Entries provided:
=== Section Start ===
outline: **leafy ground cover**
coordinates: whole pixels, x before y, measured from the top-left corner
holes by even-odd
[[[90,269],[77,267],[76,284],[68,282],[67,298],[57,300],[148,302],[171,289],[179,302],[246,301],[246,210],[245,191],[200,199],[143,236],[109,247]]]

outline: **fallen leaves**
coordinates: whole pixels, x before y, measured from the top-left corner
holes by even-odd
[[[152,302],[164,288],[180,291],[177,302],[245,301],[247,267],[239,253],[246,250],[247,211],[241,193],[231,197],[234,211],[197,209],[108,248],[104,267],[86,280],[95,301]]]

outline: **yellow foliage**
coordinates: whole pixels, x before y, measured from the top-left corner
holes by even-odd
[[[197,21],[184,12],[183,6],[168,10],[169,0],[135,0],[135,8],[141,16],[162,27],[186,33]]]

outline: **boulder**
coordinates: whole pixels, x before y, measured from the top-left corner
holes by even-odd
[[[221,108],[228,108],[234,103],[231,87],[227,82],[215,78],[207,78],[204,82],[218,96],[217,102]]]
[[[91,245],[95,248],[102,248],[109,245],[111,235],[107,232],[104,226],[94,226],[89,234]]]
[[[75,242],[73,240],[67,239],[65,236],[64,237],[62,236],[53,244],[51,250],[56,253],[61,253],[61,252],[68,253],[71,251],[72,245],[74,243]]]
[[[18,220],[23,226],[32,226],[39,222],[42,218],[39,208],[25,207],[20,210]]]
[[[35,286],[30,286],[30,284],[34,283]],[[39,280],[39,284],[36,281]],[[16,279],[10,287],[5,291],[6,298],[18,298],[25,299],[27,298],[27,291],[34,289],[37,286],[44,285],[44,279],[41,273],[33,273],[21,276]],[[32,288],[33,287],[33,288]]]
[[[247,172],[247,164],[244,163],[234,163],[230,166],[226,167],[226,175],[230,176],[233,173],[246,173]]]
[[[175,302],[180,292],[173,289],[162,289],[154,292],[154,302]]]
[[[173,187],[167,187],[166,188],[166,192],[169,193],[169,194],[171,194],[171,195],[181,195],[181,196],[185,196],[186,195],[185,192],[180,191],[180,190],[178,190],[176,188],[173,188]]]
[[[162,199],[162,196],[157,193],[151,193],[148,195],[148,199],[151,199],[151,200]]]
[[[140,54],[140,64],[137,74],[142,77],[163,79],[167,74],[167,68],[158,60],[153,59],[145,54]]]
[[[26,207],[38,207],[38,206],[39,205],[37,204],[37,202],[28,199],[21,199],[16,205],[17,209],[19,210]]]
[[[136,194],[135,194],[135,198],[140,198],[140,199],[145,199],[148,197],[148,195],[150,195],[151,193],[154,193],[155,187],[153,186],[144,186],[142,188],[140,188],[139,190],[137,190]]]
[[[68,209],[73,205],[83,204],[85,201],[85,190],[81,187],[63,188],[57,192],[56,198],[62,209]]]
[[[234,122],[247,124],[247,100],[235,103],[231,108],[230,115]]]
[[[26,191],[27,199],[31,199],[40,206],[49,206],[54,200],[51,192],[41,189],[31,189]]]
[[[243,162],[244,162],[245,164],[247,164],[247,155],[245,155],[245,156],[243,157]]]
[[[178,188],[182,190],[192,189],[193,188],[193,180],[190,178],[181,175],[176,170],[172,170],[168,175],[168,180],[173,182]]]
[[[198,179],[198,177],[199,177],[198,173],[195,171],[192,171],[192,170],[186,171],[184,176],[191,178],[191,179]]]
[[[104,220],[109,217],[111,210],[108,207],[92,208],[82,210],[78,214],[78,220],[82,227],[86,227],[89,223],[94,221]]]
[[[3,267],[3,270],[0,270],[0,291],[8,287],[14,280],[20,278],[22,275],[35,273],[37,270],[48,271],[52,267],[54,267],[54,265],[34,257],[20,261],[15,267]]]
=== Section End ===
Transcribe all of the material above so that it matches the source exactly.

Result of this exercise:
outline: **leafy ground cover**
coordinates: whole pixels, x before y, measured from the top-left corner
holes by even-odd
[[[90,269],[77,267],[76,284],[68,282],[67,298],[57,300],[148,302],[171,289],[179,302],[246,301],[246,210],[245,191],[200,199],[143,236],[109,247]]]

outline: **fallen leaves**
coordinates: whole pixels, x before y, measured from the top-left corner
holes by even-odd
[[[152,302],[164,288],[180,291],[177,302],[245,301],[247,267],[239,253],[246,250],[247,211],[241,193],[231,197],[234,211],[197,209],[108,248],[104,267],[86,280],[95,301]]]

outline: **yellow foliage**
coordinates: whole pixels, x before y, measured from the top-left corner
holes by even-odd
[[[197,21],[184,12],[183,6],[168,10],[169,0],[135,0],[135,8],[141,16],[162,27],[186,33]]]

outline: **boulder**
coordinates: whole pixels, x before y, measured from the top-left corner
holes by even-odd
[[[221,108],[228,108],[234,103],[231,87],[227,82],[215,78],[207,78],[204,82],[218,96],[217,102]]]
[[[91,245],[95,248],[102,248],[109,245],[111,235],[107,232],[104,226],[94,226],[89,234]]]
[[[75,242],[73,240],[67,239],[65,236],[64,237],[62,236],[53,244],[51,250],[56,253],[61,253],[61,252],[68,253],[71,251],[72,245],[74,243]]]
[[[18,220],[23,226],[32,226],[39,222],[42,218],[39,208],[25,207],[20,210]]]
[[[35,286],[30,286],[30,284],[34,283]],[[39,280],[39,284],[36,281]],[[16,279],[10,287],[5,291],[6,298],[18,298],[25,299],[27,298],[27,291],[34,289],[37,286],[44,285],[44,279],[41,273],[33,273],[21,276]],[[32,288],[33,287],[33,288]]]
[[[247,172],[247,164],[244,163],[234,163],[230,166],[226,167],[226,175],[230,176],[233,173],[246,173]]]
[[[175,302],[180,292],[173,289],[162,289],[154,292],[154,302]]]
[[[173,187],[167,187],[166,188],[166,192],[169,193],[169,194],[171,194],[171,195],[181,195],[181,196],[185,196],[186,195],[185,192],[180,191],[180,190],[178,190],[176,188],[173,188]]]
[[[162,199],[162,196],[157,193],[151,193],[148,195],[148,199],[151,199],[151,200]]]
[[[140,54],[140,64],[137,74],[142,77],[163,79],[167,74],[167,68],[158,60],[153,59],[145,54]]]
[[[26,207],[38,207],[38,206],[39,205],[37,204],[37,202],[28,199],[21,199],[16,205],[17,209],[19,210]]]
[[[136,194],[135,194],[135,198],[140,198],[140,199],[145,199],[148,197],[148,195],[150,195],[151,193],[154,193],[155,187],[153,186],[144,186],[142,188],[140,188],[139,190],[137,190]]]
[[[68,209],[73,205],[83,204],[85,201],[85,190],[81,187],[63,188],[57,192],[56,198],[62,209]]]
[[[234,122],[247,124],[247,100],[235,103],[231,108],[230,115]]]
[[[26,191],[27,199],[31,199],[40,206],[49,206],[54,200],[51,192],[41,189],[31,189]]]
[[[243,162],[244,162],[245,164],[247,164],[247,155],[245,155],[245,156],[243,157]]]
[[[178,188],[182,190],[192,189],[193,188],[193,180],[190,178],[181,175],[176,170],[172,170],[168,175],[168,180],[173,182]]]
[[[198,179],[198,177],[199,177],[198,173],[195,171],[192,171],[192,170],[186,171],[184,176],[191,178],[191,179]]]
[[[104,220],[109,217],[111,210],[108,207],[92,208],[82,210],[78,214],[78,220],[82,227],[86,227],[89,223],[94,221]]]
[[[3,267],[3,270],[0,270],[0,291],[8,287],[14,280],[20,278],[22,275],[35,273],[37,270],[48,271],[52,267],[54,267],[54,265],[34,257],[20,261],[15,267]]]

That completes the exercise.